▶ _Set exercise_
The entries below should be output exactly as written.
--- start of Extracted information ---
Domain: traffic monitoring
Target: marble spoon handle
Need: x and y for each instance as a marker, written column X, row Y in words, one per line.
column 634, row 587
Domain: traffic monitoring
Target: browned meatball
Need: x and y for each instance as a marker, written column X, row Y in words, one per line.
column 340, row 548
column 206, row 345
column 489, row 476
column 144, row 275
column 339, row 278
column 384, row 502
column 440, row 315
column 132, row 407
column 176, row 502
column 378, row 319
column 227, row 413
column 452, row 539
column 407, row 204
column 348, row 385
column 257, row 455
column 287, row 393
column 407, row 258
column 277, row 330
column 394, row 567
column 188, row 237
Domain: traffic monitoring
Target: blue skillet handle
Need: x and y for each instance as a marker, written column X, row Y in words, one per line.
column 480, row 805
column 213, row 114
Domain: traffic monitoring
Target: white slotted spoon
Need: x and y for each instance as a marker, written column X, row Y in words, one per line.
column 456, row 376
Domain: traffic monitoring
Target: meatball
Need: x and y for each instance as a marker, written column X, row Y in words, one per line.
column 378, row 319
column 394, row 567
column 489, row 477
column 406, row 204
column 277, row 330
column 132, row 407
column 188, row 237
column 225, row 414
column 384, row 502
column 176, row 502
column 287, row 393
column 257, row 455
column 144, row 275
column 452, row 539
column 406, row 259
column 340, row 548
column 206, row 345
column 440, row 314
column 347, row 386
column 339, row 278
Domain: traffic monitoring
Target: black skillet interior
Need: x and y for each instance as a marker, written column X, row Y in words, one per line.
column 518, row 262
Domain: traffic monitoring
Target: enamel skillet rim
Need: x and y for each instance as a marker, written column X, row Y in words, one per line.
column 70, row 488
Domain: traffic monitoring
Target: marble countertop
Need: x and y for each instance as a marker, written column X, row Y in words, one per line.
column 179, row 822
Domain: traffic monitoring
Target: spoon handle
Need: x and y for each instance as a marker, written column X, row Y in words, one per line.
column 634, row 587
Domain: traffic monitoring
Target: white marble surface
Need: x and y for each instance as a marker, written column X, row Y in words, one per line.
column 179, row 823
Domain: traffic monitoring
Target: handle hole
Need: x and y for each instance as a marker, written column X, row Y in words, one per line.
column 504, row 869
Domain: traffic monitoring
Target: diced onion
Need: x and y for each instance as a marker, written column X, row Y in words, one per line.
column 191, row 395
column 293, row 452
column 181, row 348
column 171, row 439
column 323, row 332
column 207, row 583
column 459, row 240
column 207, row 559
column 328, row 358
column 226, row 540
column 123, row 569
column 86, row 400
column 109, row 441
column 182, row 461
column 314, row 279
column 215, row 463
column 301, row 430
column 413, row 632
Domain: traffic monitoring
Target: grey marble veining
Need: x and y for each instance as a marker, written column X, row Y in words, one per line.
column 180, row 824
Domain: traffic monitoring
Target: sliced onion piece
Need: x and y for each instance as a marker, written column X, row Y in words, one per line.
--- end of Extracted information ---
▶ _Correct output_
Domain: traffic monitoring
Target: marble spoon handle
Need: x and y for each instance as a marker, written column X, row Y in words, one per line.
column 634, row 587
Domain: traffic monitoring
Target: browned meatball
Need: x and y for each instance as a marker, written column X, row Y in words, one per line.
column 340, row 548
column 206, row 345
column 489, row 476
column 144, row 275
column 339, row 278
column 384, row 502
column 440, row 315
column 132, row 407
column 176, row 502
column 378, row 319
column 227, row 413
column 452, row 539
column 407, row 204
column 348, row 385
column 257, row 455
column 287, row 393
column 407, row 258
column 277, row 330
column 394, row 567
column 188, row 237
Domain: traffic monitoring
Target: blue skillet handle
Need: x and y for each instance as a marker, written column X, row Y in words, one per line.
column 480, row 805
column 213, row 114
Domain: traffic monitoring
Target: white slotted spoon
Need: x and y for each instance as a marker, written column X, row Y in words, one per line.
column 456, row 376
Domain: traffic monitoring
Target: meatball
Need: x and y for each instance as a marker, written column X, row Y in words, one per line.
column 378, row 319
column 394, row 567
column 489, row 477
column 406, row 204
column 277, row 330
column 132, row 407
column 188, row 237
column 225, row 414
column 384, row 502
column 176, row 502
column 287, row 393
column 257, row 455
column 144, row 275
column 452, row 539
column 406, row 259
column 340, row 548
column 206, row 345
column 440, row 314
column 347, row 386
column 339, row 278
Domain: traffic monitoring
Target: black skillet interior
Need: x and y for each instance as a marker, written column X, row Y in words, one per line.
column 518, row 262
Domain: traffic monitoring
Target: enamel skillet rim
Need: x and y for each instance as a marker, written column X, row Y in words, one per line.
column 70, row 488
Domain: traffic monitoring
Target: marble countertop
Need: x and y for each instance as a marker, written column X, row Y in words, one per line.
column 179, row 822
Domain: traffic monitoring
Target: spoon handle
Need: x and y for each instance as a marker, written column X, row Y in words, one per line.
column 634, row 587
Domain: traffic monitoring
Target: white marble surface
Need: x and y for each instance as a marker, written column X, row Y in words, one per line.
column 179, row 823
Domain: traffic monitoring
Target: handle hole
Need: x and y for each instance as a marker, written column X, row Y in words, one per line.
column 504, row 869
Domain: traffic monitoring
Target: diced onion
Need: x and y for each instance as a marker, written column X, row Y in words, one per line.
column 191, row 395
column 293, row 452
column 181, row 348
column 171, row 439
column 323, row 332
column 207, row 583
column 459, row 240
column 207, row 559
column 328, row 358
column 226, row 540
column 123, row 569
column 86, row 400
column 109, row 441
column 182, row 461
column 314, row 279
column 215, row 463
column 301, row 430
column 413, row 632
Domain: traffic monitoring
Target: grey marble veining
Need: x and y for each instance as a marker, written column X, row Y in words, one per line.
column 180, row 824
Domain: traffic monitoring
Target: sliced onion piece
Need: x and y for each instance as a marker, written column X, row Y in words, one per line.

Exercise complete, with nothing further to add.